## What the task requires
Copy out all the records, word for word.

(Point placement records)
** BEGIN **

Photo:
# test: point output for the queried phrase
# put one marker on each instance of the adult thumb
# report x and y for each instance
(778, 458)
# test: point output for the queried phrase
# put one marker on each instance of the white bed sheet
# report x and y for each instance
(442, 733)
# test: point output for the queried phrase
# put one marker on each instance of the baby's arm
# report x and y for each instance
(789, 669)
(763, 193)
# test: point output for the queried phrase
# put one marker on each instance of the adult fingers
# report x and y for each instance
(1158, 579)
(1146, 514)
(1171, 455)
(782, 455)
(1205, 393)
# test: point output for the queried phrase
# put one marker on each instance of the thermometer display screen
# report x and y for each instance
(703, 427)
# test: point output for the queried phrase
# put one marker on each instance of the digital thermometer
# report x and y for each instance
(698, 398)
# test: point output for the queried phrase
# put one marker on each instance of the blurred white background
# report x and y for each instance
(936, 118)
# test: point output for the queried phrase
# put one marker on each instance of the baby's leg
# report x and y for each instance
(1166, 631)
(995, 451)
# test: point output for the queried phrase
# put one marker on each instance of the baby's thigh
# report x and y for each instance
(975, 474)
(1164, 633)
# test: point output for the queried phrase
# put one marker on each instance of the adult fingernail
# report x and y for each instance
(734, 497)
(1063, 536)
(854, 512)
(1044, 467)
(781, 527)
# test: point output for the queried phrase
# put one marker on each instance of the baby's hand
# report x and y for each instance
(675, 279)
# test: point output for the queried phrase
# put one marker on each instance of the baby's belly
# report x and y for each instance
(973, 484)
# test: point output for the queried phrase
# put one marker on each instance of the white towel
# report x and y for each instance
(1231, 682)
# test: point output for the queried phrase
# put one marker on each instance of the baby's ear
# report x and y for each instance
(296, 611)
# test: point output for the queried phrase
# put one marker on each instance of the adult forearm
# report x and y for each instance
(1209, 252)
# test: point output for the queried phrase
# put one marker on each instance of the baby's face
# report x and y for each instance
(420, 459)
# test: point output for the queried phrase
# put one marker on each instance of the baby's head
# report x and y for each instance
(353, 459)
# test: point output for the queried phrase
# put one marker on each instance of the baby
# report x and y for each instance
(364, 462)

** END **

## Expected answer
Photo:
# test: point output for the queried phrase
# put one marker on each instance of the adult thumb
# report x and y for each instance
(778, 458)
# test: point output for the queried phrase
# put one marker on each instance of the white bed sheet
# report x and y for each instance
(442, 733)
# test: point output for the queried phrase
# put one marker on each instance of the baby's arm
# report x and y for each instance
(789, 669)
(763, 193)
# test: point output for the queried phrase
# put one marker on each instance of the adult fingers
# report x and y for each instance
(1158, 579)
(1146, 514)
(1171, 455)
(782, 455)
(1205, 393)
# test: point output for the queried phrase
# put one marker on each instance of the thermometer display screen
# report x and y for each instance
(703, 427)
# test: point output for the queried phrase
# put one marker on each instance of the digital thermometer
# report x and y for each instance
(698, 398)
# test: point output for the queried phrase
# put one marker on each instance of the blurred white background
# report x and y for each instance
(936, 118)
# test: point output for the queried phrase
# put one marker on each instance of the baby's leg
# report x and y for each instance
(1166, 631)
(995, 451)
# test: point output for the queried phrase
# put one marker on each instance of the baby's thigh
# report x and y for each instance
(975, 474)
(1164, 633)
# test: point output for the queried phrase
# put one marker on each instance of the adult fingernail
# report x and y for each instance
(734, 497)
(1063, 536)
(854, 512)
(1044, 467)
(781, 527)
# test: point output for the queried phrase
# put one marker on each instance of the baby's hand
# report x and y for each instance
(675, 279)
# test: point output for the queried phrase
# put one marker on each instance of the baby's belly
# report x and y for each instance
(973, 484)
# test: point output for the queried phrase
# put one marker on each instance of the white towel
# report x and y for each instance
(1231, 682)
# test: point output for the queried phrase
# put one marker on each instance of the baby's ear
# report x and y for each instance
(296, 611)
# test: point output for the queried phrase
# put one marker on each instance of the adult forearm
# report x and y for each instance
(1209, 252)
# test: point output for the queried phrase
# put one marker on each instance of the baby's face
# report x and y for each instance
(420, 459)
# test: point output for the queried phrase
# put one marker on each instance of the baby's head
# report x and y for each instance
(353, 459)
# test: point output for the queried phrase
# put one marker on each instance of the baby
# report x and y for each instance
(364, 462)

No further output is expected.